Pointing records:
════════
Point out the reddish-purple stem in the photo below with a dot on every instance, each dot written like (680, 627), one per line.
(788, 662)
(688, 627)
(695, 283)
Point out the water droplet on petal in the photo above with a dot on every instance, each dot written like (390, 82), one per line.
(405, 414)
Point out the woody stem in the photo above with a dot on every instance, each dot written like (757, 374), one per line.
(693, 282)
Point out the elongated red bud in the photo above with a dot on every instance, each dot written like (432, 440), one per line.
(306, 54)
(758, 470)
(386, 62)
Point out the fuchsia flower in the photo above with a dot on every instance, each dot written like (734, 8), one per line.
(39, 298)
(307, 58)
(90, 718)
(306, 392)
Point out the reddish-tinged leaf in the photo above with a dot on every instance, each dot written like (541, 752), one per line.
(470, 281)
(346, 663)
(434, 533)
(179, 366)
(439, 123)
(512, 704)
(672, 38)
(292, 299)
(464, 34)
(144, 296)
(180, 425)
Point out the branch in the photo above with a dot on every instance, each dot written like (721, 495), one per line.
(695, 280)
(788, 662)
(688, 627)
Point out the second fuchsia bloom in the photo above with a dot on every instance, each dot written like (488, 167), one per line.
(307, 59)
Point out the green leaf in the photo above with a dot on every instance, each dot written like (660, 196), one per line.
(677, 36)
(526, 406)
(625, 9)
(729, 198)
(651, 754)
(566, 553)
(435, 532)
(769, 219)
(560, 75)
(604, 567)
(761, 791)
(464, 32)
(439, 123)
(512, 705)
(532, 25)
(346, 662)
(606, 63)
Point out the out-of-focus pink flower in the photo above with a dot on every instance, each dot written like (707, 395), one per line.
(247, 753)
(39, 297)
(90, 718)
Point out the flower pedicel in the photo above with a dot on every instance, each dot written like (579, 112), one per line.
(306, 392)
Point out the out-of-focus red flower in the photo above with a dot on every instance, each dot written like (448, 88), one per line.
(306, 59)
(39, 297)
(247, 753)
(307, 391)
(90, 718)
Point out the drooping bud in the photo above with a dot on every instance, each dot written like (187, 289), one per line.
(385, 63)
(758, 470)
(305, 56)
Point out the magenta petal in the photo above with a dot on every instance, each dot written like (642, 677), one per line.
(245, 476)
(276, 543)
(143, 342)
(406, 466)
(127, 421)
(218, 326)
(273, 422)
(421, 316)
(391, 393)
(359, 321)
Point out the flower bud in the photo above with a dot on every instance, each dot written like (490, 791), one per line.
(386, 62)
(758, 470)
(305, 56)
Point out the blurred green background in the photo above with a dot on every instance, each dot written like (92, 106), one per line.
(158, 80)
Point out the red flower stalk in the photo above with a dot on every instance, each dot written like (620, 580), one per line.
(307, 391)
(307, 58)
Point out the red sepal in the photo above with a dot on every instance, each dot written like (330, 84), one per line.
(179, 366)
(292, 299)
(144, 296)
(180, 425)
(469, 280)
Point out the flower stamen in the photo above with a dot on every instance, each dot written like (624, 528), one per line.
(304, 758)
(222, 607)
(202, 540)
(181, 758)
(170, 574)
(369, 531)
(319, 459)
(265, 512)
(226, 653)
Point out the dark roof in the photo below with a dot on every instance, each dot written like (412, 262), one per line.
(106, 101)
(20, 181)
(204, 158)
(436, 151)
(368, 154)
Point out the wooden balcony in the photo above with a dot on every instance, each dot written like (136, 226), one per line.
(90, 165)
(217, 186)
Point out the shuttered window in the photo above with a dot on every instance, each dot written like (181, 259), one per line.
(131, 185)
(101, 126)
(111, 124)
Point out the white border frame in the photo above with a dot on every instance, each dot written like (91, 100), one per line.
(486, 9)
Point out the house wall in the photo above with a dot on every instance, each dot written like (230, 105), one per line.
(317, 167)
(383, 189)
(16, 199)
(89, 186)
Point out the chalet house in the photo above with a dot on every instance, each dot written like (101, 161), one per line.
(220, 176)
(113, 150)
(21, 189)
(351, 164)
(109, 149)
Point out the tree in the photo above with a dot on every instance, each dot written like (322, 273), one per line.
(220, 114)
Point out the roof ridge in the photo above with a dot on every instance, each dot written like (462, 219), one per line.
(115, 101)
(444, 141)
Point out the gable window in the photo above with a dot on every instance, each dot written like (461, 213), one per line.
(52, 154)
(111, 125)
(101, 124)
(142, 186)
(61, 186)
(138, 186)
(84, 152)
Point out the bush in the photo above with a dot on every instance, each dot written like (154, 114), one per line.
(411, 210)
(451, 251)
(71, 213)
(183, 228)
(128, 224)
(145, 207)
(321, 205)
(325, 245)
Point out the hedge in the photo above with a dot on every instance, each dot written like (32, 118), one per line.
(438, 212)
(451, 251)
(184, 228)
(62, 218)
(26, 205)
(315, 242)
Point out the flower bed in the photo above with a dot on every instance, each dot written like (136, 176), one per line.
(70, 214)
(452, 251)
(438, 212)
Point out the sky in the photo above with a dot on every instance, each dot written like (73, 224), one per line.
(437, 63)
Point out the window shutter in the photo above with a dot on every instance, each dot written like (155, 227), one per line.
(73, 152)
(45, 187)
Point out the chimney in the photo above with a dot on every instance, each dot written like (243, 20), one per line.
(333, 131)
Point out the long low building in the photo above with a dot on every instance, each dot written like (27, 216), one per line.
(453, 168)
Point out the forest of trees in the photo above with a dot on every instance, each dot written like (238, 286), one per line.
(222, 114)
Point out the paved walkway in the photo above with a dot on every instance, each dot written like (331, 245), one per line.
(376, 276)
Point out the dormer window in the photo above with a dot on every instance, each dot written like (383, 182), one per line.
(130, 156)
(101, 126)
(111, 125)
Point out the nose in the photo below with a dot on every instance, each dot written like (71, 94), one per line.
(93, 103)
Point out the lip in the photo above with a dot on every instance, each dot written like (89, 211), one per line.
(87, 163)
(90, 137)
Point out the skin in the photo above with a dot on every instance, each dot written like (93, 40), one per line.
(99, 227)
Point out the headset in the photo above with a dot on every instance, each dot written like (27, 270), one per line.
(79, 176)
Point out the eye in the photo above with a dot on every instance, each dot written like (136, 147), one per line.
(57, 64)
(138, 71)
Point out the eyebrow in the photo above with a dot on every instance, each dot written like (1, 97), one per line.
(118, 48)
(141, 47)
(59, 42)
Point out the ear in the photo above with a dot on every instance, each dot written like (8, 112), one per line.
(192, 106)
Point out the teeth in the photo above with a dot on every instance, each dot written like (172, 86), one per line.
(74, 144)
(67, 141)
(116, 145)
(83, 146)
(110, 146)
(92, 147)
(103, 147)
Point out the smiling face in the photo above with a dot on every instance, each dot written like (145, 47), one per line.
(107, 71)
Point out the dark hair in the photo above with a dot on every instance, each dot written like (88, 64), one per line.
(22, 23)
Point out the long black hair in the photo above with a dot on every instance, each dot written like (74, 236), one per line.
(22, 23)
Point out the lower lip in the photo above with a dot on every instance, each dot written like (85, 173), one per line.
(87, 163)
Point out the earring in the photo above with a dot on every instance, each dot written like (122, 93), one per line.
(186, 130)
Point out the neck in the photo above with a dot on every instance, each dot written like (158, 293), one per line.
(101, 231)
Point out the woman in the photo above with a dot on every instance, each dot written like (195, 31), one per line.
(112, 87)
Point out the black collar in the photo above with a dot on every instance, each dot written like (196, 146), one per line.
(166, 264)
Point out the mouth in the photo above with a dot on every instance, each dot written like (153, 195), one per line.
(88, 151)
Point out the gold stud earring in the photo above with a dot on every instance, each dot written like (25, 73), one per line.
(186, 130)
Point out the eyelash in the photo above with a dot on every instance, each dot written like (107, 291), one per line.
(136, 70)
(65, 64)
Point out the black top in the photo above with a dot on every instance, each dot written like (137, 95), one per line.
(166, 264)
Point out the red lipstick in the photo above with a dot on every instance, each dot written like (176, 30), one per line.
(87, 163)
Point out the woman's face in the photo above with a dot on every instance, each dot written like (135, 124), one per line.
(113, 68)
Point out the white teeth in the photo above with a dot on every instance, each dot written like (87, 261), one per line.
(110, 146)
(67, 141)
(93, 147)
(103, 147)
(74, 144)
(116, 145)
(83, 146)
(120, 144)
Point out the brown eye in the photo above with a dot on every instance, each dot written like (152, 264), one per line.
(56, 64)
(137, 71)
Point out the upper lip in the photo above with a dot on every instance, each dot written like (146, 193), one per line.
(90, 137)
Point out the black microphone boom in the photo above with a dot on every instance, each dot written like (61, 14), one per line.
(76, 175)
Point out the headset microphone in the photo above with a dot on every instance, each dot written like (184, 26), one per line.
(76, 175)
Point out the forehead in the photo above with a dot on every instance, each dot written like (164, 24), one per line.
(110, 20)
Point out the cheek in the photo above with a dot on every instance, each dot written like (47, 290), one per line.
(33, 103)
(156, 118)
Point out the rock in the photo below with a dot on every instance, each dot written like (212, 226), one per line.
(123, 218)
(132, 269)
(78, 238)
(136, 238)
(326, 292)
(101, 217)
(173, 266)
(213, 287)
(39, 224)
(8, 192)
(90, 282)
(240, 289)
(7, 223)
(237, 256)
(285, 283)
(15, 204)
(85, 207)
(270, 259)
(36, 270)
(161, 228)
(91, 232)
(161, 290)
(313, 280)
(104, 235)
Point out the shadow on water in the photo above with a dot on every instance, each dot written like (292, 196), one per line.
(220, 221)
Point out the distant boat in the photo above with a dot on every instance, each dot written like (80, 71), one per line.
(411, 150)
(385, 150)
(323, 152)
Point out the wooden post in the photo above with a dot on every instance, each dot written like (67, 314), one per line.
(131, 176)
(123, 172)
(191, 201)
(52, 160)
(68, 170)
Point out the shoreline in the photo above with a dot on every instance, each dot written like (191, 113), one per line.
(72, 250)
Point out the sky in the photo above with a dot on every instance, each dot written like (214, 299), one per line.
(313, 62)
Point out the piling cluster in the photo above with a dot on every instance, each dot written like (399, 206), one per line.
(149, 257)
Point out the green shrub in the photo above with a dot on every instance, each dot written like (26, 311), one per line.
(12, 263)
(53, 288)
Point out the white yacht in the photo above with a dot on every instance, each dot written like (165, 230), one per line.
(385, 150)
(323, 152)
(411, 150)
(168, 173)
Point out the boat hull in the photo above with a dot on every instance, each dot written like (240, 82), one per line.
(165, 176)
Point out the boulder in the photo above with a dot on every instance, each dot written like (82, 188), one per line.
════════
Goal — Reproduce word for word the lines of the rows above, starting at the line that contains "Point out the boat" and ending with the last line of the rows.

The output —
Point out the boat hull in the photo above with a dot on every instance, each dot written like (240, 82), one per line.
(165, 176)
Point out the boulder in the photo above with a dot on every instance, each dot written like (82, 188), one per line.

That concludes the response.